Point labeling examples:

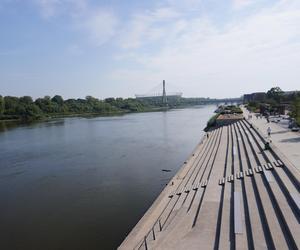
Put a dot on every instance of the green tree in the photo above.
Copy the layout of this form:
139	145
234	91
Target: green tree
58	99
11	104
276	94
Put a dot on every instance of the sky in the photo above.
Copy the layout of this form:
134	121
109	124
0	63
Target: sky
118	48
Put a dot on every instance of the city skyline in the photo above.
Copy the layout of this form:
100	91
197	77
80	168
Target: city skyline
76	48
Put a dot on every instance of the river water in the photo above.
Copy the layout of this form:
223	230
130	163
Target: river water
79	183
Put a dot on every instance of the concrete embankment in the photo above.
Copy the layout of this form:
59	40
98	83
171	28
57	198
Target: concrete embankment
229	194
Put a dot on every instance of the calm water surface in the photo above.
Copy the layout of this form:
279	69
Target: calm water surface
80	183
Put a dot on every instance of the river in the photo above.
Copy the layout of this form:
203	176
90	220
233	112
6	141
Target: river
79	183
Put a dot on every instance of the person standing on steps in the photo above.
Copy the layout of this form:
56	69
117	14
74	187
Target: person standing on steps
269	131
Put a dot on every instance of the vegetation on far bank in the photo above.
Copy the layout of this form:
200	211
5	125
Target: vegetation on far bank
223	109
25	108
275	99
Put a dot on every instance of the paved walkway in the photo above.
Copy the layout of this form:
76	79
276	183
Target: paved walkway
229	194
284	139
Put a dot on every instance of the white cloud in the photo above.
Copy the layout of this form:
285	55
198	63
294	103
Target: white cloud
147	27
258	51
51	8
239	4
101	26
98	24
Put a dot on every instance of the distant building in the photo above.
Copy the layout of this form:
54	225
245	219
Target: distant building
255	97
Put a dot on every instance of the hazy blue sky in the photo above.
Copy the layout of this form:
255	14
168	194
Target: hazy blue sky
215	48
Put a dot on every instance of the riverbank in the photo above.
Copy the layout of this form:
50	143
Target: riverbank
89	180
228	191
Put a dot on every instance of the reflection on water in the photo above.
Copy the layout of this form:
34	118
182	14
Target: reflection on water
79	183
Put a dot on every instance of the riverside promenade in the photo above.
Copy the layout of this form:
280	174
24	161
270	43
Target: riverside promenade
287	142
229	194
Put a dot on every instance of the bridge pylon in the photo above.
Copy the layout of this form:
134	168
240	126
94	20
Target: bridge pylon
164	97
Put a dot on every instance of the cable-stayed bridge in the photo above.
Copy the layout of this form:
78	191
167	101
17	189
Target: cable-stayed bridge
160	95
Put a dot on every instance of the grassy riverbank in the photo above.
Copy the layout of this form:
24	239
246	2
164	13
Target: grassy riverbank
26	109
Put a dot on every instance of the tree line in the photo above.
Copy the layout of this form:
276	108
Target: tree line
26	108
275	98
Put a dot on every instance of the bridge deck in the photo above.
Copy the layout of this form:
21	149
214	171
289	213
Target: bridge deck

> TASK BRIEF: Beginning at the line containing "Put a dot on every instance of the bridge pylon", repeat each line exactly through the last line of the entries, and include no other lines.

> ANSWER TO THIS TASK:
Put a dot on every instance of the bridge pylon in the photo above.
Copy the layout of this form:
134	168
240	126
94	20
Target: bridge pylon
164	97
Put a dot on every instance of the cable-stayed bridge in the photo above.
Copy the layout of this form:
78	191
167	101
17	189
Target: cable-stayed bridge
160	95
Put a dot on every instance of the grassy riverbank in the photo above.
Copy the layout of this form:
24	239
246	2
164	13
Target: grassy riverbank
26	109
Put a dot on every instance of the tree line in the photo above.
Copy the layout of this form:
276	108
Target: tree line
26	108
275	98
Put a dot on every instance of the bridge deck in the photo above.
Copy the layout of this form:
21	149
214	171
289	213
Target: bridge deck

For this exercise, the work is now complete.